┏━━

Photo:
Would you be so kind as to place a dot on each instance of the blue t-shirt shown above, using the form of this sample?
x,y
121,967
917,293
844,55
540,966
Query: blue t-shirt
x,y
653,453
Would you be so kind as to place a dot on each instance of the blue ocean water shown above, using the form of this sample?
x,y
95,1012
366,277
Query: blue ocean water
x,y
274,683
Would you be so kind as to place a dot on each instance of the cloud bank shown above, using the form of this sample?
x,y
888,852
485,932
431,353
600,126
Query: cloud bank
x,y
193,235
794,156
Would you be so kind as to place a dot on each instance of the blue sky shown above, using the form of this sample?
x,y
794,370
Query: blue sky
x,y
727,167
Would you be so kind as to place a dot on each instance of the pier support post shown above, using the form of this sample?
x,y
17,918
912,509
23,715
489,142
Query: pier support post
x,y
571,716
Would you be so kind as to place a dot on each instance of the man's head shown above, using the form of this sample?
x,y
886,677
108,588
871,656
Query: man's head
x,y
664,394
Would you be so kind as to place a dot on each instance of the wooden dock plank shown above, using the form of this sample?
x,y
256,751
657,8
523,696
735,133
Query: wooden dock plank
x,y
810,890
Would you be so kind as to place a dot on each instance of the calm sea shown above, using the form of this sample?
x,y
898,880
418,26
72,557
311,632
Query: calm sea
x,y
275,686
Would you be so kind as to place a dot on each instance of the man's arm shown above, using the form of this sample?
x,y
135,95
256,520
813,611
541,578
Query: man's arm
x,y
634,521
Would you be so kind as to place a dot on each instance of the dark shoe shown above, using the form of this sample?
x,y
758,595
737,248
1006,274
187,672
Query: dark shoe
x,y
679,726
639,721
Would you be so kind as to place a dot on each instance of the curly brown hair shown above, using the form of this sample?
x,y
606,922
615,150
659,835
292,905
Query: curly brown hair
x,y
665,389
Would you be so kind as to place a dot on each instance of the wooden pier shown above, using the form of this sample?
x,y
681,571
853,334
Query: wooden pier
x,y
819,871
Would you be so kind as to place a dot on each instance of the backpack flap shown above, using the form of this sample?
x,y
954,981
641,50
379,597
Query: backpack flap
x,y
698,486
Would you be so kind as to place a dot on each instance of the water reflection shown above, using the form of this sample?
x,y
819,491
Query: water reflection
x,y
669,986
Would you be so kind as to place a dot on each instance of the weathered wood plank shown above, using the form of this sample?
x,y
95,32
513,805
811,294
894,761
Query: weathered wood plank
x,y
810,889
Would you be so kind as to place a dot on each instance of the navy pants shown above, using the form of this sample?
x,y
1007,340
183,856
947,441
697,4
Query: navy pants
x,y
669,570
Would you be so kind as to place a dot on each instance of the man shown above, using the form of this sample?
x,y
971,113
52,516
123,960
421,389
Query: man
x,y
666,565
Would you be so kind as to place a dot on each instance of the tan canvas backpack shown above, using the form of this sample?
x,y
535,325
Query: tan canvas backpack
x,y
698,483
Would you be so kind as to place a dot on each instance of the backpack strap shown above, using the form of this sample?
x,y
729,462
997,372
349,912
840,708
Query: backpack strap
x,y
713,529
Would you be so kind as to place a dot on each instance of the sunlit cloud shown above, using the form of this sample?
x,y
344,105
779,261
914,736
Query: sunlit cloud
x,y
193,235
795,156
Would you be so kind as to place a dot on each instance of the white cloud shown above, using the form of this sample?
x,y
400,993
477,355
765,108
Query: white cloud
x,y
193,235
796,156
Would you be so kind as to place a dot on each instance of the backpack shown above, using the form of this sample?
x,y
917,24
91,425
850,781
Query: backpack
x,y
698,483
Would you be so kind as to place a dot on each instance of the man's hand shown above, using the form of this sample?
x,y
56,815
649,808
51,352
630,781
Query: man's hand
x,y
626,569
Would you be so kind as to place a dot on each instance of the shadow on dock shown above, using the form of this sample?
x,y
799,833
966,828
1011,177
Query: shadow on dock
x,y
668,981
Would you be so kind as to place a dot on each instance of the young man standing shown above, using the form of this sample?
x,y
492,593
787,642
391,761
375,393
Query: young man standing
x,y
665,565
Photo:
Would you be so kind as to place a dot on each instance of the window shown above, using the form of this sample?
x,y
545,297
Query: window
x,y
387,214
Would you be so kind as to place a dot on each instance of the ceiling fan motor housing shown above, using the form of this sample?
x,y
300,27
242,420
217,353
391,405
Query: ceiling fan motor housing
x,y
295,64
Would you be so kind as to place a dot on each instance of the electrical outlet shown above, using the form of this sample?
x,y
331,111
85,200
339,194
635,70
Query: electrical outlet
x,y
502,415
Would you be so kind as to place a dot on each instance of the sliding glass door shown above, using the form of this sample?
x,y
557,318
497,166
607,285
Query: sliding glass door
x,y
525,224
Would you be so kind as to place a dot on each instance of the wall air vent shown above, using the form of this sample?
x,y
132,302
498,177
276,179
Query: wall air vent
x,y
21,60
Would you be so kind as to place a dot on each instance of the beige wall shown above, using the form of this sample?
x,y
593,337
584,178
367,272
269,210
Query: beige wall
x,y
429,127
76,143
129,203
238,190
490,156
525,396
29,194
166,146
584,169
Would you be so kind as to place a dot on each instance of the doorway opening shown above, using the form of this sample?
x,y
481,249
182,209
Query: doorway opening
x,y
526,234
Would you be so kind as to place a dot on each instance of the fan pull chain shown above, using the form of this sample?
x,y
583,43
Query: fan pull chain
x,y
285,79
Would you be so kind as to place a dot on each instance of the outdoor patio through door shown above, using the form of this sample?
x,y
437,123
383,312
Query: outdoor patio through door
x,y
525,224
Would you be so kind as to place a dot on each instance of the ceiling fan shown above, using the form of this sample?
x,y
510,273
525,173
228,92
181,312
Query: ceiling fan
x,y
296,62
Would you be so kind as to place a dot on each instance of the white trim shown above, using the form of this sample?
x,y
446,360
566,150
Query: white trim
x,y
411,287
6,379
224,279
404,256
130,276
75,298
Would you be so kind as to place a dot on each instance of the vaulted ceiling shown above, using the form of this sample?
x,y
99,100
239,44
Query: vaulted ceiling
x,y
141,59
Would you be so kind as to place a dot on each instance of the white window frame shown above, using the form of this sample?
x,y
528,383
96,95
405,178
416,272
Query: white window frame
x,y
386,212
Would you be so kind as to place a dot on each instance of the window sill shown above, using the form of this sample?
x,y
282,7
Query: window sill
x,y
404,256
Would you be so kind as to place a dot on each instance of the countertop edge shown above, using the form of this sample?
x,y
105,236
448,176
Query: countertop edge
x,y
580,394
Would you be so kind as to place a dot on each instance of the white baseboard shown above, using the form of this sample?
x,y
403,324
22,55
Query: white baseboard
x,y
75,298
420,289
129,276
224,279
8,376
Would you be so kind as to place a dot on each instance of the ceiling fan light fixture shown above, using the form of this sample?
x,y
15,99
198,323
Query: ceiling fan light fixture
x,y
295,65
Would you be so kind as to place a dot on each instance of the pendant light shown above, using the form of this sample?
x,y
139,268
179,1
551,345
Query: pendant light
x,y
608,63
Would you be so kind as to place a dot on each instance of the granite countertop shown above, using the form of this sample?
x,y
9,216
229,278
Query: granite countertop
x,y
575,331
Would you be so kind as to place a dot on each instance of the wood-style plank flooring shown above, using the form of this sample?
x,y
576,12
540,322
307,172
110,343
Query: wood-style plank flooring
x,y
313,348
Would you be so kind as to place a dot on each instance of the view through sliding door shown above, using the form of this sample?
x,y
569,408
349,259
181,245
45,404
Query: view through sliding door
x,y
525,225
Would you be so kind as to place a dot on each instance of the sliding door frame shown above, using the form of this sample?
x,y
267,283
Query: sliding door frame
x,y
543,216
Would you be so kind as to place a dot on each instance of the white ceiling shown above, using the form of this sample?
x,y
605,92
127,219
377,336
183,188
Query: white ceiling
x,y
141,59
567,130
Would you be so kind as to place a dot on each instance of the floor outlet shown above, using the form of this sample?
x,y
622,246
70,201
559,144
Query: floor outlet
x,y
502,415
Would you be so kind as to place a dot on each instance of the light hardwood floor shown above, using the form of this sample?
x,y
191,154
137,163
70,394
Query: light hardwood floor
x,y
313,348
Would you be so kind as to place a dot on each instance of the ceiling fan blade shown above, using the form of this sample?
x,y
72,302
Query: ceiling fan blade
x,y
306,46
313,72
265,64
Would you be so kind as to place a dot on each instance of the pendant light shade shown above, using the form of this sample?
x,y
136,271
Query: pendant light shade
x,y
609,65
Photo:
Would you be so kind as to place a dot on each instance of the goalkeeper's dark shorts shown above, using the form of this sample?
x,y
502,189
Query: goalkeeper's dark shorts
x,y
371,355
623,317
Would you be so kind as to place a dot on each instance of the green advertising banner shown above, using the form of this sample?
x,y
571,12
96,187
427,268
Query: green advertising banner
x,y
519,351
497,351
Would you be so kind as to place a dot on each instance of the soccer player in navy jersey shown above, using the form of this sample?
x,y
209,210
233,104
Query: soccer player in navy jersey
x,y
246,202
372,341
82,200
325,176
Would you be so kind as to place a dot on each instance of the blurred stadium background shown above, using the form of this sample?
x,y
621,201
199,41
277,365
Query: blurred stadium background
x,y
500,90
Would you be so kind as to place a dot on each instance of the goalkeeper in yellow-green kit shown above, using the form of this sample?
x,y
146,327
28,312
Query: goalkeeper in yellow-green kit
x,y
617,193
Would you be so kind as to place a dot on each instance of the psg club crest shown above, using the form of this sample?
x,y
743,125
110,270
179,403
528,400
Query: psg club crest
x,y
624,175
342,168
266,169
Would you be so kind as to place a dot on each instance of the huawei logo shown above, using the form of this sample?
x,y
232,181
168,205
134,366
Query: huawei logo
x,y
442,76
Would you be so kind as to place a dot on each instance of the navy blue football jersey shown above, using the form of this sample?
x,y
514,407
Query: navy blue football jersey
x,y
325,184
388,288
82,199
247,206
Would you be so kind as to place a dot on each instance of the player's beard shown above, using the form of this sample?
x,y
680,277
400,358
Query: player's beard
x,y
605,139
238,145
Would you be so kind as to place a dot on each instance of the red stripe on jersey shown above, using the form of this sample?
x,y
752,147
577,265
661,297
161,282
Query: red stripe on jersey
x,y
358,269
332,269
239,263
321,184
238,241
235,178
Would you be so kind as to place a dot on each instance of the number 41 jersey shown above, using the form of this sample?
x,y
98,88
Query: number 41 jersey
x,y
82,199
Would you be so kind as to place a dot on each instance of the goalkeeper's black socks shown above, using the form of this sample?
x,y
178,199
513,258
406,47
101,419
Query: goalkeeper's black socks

┗━━

■ OBJECTIVE: The line containing "the navy blue" and every line after it, through the end of the records, should be repeated exactly and alone.

■ REPLY:
Would you be so kind as to place a dot on each instance of the navy blue football jersey shown above, using the form of this sample?
x,y
514,407
Query: navy blue football jersey
x,y
325,184
388,288
82,199
247,206
Would you be so kind as to place a dot on each instance of the player's beard shown above, using the form of this sample?
x,y
680,277
400,358
Query: player's beard
x,y
605,139
238,145
Would you be so kind as to place a dot on each instance of the red stripe on jersey shown above, using the form of this sample?
x,y
752,147
577,265
661,297
161,282
Query: red stripe on jersey
x,y
358,269
332,269
239,263
321,184
238,241
235,178
Would you be so kind as to place a dot on each instance of the number 41 jersey shown above, using the form of this sample?
x,y
98,88
Query: number 41 jersey
x,y
82,199
Would you be so kind as to place a dot on each instance of the goalkeeper's black socks shown above, using the form of this sample?
x,y
178,199
513,258
406,47
101,419
Query: goalkeeper's black socks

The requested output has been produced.